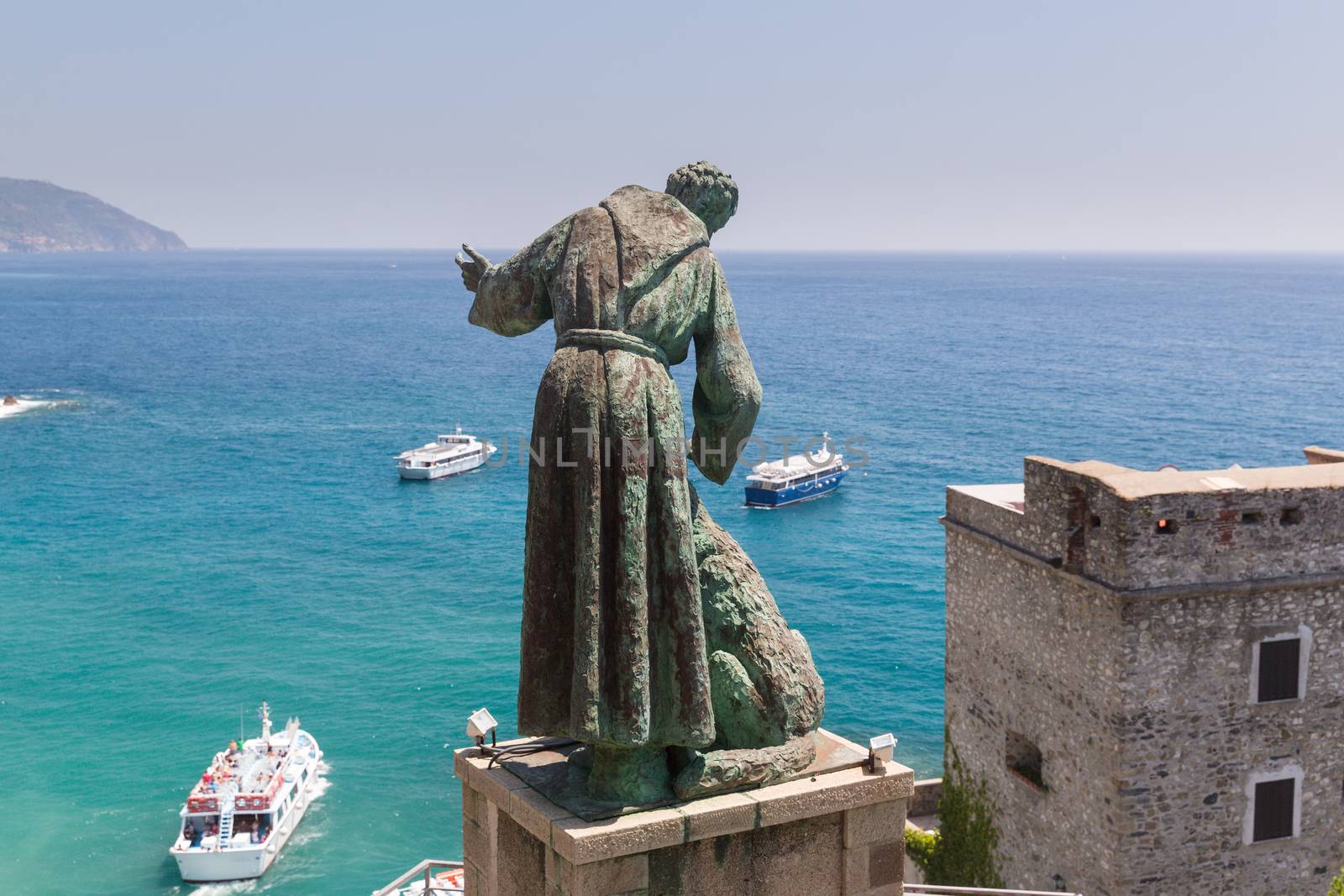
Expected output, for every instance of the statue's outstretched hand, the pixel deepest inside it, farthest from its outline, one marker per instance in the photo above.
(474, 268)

== == ==

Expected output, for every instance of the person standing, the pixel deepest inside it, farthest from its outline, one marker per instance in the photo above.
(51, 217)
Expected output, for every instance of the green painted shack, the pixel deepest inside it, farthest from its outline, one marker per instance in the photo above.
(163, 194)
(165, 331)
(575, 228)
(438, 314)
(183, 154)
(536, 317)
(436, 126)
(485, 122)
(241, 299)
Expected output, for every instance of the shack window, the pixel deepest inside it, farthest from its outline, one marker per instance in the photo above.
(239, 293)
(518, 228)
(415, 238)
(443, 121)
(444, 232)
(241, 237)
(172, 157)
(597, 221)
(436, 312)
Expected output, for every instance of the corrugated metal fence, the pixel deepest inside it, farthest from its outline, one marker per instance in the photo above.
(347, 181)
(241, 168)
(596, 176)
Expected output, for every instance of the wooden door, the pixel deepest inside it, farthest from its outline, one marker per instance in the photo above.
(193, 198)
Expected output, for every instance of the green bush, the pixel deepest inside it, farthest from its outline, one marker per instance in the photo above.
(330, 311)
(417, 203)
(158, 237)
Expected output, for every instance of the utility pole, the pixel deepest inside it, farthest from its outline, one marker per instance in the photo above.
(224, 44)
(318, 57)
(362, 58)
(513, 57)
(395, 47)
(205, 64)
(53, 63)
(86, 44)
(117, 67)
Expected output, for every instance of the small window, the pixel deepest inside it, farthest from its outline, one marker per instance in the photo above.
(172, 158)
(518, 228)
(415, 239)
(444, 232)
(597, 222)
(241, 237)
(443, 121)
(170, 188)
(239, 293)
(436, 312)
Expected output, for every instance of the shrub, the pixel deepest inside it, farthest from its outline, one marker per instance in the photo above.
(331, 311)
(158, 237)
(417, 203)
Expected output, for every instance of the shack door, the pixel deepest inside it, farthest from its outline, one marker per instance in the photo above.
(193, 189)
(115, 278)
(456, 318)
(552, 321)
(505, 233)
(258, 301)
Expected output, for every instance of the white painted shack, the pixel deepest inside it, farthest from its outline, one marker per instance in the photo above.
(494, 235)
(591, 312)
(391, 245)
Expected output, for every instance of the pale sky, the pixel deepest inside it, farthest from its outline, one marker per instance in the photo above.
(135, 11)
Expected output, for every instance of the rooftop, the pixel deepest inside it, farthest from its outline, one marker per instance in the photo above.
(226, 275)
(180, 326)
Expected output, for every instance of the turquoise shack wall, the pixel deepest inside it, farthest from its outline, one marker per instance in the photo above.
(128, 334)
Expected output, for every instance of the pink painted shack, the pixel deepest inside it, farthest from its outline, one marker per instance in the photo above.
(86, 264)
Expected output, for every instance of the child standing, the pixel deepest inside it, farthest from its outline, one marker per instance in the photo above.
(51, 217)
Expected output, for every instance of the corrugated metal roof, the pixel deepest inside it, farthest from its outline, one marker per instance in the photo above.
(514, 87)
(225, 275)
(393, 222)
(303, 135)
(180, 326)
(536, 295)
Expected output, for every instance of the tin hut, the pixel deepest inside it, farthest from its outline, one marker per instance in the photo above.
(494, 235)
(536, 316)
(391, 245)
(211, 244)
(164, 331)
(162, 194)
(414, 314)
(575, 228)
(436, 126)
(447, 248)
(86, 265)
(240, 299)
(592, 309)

== == ==

TASK TO CARRY OUT: Please pull out every line of the items above that contains the word "window". Case counts.

TASK SOLUTION:
Expected output, for every instance of the shack window, the pixel deepest inside it, farthest from its outline, one marker per instance in the photo above.
Expected output, for every instance of the small window, the pixel deepest inside it, farthest from its outline, one marker per instance in the photo above.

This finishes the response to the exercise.